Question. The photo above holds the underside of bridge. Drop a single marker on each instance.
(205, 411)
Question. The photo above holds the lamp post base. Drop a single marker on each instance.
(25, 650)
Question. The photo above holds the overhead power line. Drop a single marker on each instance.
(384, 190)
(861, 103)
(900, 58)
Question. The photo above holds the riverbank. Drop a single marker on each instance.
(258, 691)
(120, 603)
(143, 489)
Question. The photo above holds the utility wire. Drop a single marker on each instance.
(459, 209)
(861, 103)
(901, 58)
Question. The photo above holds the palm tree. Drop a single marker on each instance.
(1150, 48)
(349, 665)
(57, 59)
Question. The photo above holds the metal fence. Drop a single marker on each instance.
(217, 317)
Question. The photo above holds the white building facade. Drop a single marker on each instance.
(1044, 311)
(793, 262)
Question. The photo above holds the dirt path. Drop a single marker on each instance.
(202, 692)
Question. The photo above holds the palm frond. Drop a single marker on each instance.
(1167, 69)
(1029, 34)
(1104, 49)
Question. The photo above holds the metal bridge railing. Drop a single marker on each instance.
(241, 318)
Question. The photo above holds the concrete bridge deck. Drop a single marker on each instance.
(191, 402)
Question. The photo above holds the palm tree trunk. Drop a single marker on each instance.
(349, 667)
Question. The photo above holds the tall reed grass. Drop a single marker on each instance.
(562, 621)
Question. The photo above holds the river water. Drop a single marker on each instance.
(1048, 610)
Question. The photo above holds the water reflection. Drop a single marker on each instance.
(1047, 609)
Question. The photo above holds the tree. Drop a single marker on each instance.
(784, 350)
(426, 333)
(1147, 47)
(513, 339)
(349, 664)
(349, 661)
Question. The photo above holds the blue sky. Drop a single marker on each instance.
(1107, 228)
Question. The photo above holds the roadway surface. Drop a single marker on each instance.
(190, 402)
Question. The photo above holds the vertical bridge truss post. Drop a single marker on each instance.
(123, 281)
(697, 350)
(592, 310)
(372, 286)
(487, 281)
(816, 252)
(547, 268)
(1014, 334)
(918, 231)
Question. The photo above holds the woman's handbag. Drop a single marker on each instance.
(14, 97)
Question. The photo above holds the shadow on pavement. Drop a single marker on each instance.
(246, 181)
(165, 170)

*****

YOUR GOAL: Reproduce the stretch from the line containing "Question. The photo above holds the riverbank." through the line containing "(1047, 609)", swapping "marker" for "pin" and keeping everything else the same.

EXERCISE RESPONSE:
Question. The photo above holds the riverbank. Drop a single pin on each instance.
(258, 691)
(120, 603)
(143, 489)
Question. The photo above holds the utility wire. Drop a single pin on each instance.
(459, 209)
(861, 103)
(901, 58)
Question. The photo above holds the palm tree. Drop a single pin on each instance.
(1150, 48)
(349, 665)
(57, 59)
Question. The photo above holds the metal fence. Drop a single pin on each instance.
(217, 317)
Question. The photo above holds the white building facade. Drop a single pin on each instance.
(1044, 311)
(793, 262)
Question. The photo above holds the dirt path. Drop a single pin on each instance.
(202, 692)
Question. The photo above holds the palm frond. Drop a single pin on each instance.
(1167, 69)
(1029, 34)
(1104, 49)
Question. The photo above holds the metal bridge railing. Drop a single pin on each instance.
(241, 318)
Question. The photo above holds the concrete bridge deck. Drop a single pin on each instance.
(191, 402)
Question. The photo above holds the palm tree trunk. Drop a single pin on each instance.
(349, 667)
Question. The photo above holds the tall reed grass. Drop a single pin on each instance.
(562, 621)
Question. The photo above holds the river water. Drop a single pin on each instance.
(1048, 610)
Question. The photo above holds the water reflection. Drop a single pin on each instance.
(1047, 609)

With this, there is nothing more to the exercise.